Given records =
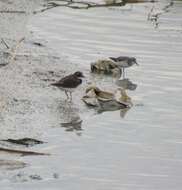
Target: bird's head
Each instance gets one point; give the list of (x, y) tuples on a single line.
[(133, 61)]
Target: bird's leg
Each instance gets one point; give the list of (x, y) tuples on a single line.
[(66, 95), (123, 73), (70, 96)]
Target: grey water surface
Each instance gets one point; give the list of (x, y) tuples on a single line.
[(137, 149)]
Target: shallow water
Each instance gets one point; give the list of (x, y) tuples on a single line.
[(141, 150)]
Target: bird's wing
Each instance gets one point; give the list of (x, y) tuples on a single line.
[(68, 81)]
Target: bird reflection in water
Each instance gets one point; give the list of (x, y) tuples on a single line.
[(71, 120)]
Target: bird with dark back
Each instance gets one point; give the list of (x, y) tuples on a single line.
[(124, 62)]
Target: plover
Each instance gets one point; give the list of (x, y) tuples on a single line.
[(69, 83), (124, 62)]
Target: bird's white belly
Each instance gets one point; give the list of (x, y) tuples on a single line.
[(67, 89), (123, 64)]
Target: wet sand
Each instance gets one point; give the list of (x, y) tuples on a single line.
[(141, 150)]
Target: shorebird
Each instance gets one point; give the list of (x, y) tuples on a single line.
[(124, 62), (69, 83)]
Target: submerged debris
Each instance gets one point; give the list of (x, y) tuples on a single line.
[(24, 141), (22, 152), (11, 164), (74, 124)]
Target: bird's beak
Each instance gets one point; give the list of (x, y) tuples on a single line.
[(136, 63)]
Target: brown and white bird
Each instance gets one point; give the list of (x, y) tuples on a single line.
[(69, 83), (124, 62)]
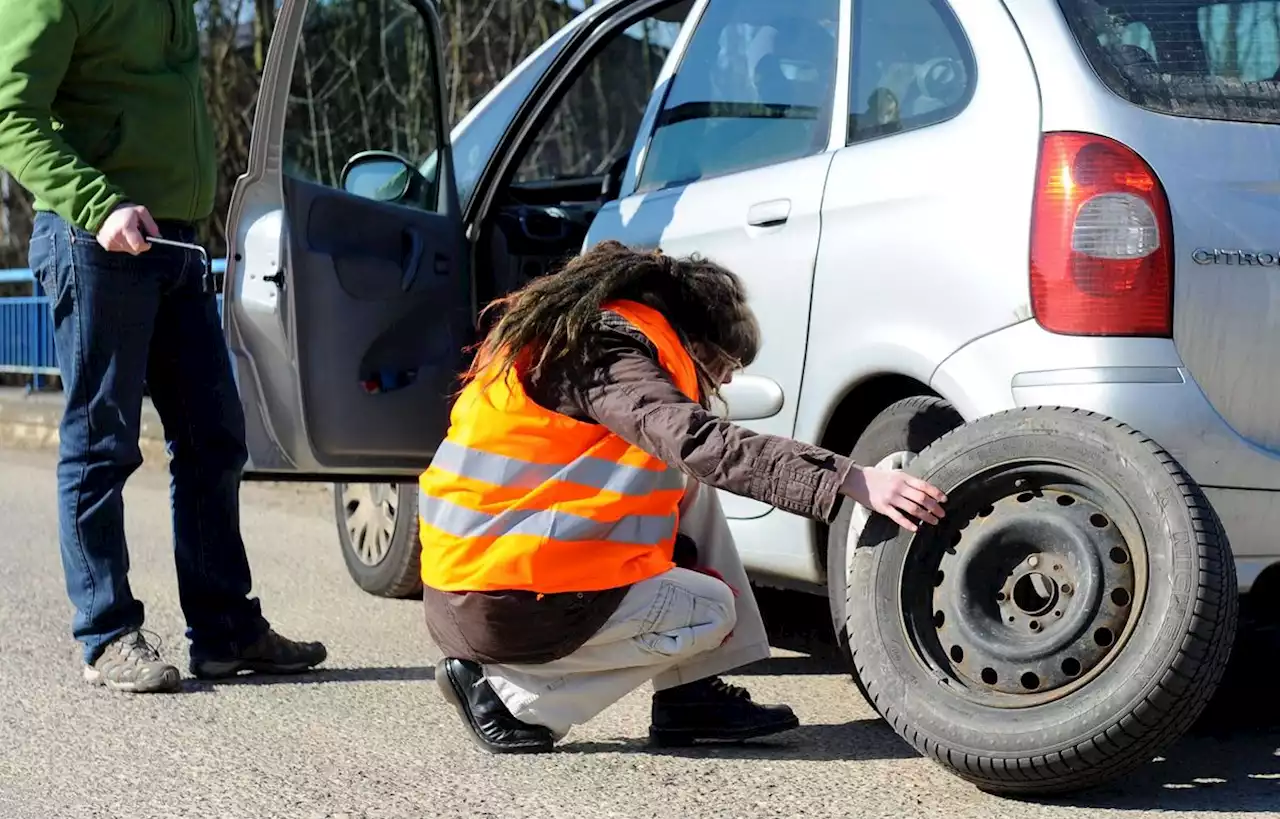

What this task involves =
Format the records above, from the line with "Target: bird's wing" up to and including the line with "[(24, 141), (22, 152), (11, 164), (74, 124)]", as a two-column CSV with the header row task,value. Give one row per record, with its text in task and its answer in value, each as a single quoted field with line breaks replaced by spaces.

Solution to this problem =
task,value
"Target: bird's wing Each instance gets one point; give the list of (x, y) tuples on a single line.","[(68, 81)]"
"Target: bird reflection in water Each instance gets one point; give the list of (x, y) tuples on a single line.","[(71, 120)]"
"Target: bird with dark back Each instance gets one point; give the list of (x, y) tuples on a single line.","[(124, 62)]"
"Target: plover Each instance gets one point; give the list of (x, y) tuples on a single line.","[(69, 83), (124, 62)]"
"Target: bird's white belly Each instance gets one point; give the list of (x, y) tuples on a single line.","[(67, 89), (123, 64)]"
"Target: wet sand Each instance gets one point; give the list of (x, y) tuples on a single line.","[(141, 150)]"
"Target: shorebird Each instance gets one point; give the list of (x, y) tuples on a single line.","[(124, 62), (69, 83)]"
"Target: submerged debris Each instance gets one point; give the list of (x, y) tuples on a single line.","[(24, 141), (22, 152), (11, 164), (74, 124)]"